--- RECORDS TO PROCESS ---

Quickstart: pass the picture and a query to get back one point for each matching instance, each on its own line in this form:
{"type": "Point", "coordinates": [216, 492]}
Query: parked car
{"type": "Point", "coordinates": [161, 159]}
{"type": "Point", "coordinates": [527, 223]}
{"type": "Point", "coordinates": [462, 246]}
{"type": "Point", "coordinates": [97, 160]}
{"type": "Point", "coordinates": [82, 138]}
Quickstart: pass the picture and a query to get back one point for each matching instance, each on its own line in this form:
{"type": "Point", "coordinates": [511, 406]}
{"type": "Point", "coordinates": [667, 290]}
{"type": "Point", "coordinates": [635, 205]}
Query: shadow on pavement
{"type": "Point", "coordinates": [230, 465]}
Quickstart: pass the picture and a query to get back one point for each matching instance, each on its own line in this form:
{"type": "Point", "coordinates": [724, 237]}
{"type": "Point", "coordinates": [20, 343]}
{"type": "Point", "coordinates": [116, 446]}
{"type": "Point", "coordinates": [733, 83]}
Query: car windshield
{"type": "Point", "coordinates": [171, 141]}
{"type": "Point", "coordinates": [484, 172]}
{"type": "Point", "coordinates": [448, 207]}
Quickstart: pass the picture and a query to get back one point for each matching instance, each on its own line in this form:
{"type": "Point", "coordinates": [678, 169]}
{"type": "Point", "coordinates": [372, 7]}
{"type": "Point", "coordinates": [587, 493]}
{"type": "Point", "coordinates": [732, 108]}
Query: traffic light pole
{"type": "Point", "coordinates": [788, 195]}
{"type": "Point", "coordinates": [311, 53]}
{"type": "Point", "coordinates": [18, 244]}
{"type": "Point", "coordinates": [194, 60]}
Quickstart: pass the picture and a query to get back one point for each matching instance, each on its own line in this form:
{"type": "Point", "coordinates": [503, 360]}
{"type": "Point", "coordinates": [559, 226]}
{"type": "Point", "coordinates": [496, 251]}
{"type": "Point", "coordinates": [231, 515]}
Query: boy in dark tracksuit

---

## TRY IT:
The records given above are to be repeated in full, exactly.

## ANSWER FOR THE TASK:
Quickstart: pass the picture and a query to get back one point for each matching instance, each on its own line in this form:
{"type": "Point", "coordinates": [216, 492]}
Query: parked car
{"type": "Point", "coordinates": [161, 159]}
{"type": "Point", "coordinates": [527, 223]}
{"type": "Point", "coordinates": [462, 246]}
{"type": "Point", "coordinates": [97, 160]}
{"type": "Point", "coordinates": [82, 138]}
Quickstart: pass the picture and a query to get back one point for each matching instance, each on its own line in this form:
{"type": "Point", "coordinates": [511, 406]}
{"type": "Point", "coordinates": [667, 290]}
{"type": "Point", "coordinates": [635, 205]}
Query: shadow on pavement
{"type": "Point", "coordinates": [230, 465]}
Quickstart: pass the picture and a query to get back one point for each matching instance, each on its own line in this form:
{"type": "Point", "coordinates": [724, 237]}
{"type": "Point", "coordinates": [20, 343]}
{"type": "Point", "coordinates": [116, 446]}
{"type": "Point", "coordinates": [733, 83]}
Query: car windshield
{"type": "Point", "coordinates": [171, 141]}
{"type": "Point", "coordinates": [484, 172]}
{"type": "Point", "coordinates": [448, 207]}
Quickstart: pass the picture and a query to get back one point for each matching instance, each on its own line in this form:
{"type": "Point", "coordinates": [678, 169]}
{"type": "Point", "coordinates": [372, 7]}
{"type": "Point", "coordinates": [587, 493]}
{"type": "Point", "coordinates": [732, 108]}
Query: traffic light pole
{"type": "Point", "coordinates": [788, 195]}
{"type": "Point", "coordinates": [311, 53]}
{"type": "Point", "coordinates": [18, 244]}
{"type": "Point", "coordinates": [194, 60]}
Quickstart: pass the picture and a query to get back one point for each matching instance, each on its own line in this form:
{"type": "Point", "coordinates": [503, 360]}
{"type": "Point", "coordinates": [559, 226]}
{"type": "Point", "coordinates": [496, 251]}
{"type": "Point", "coordinates": [231, 515]}
Query: boy in dark tracksuit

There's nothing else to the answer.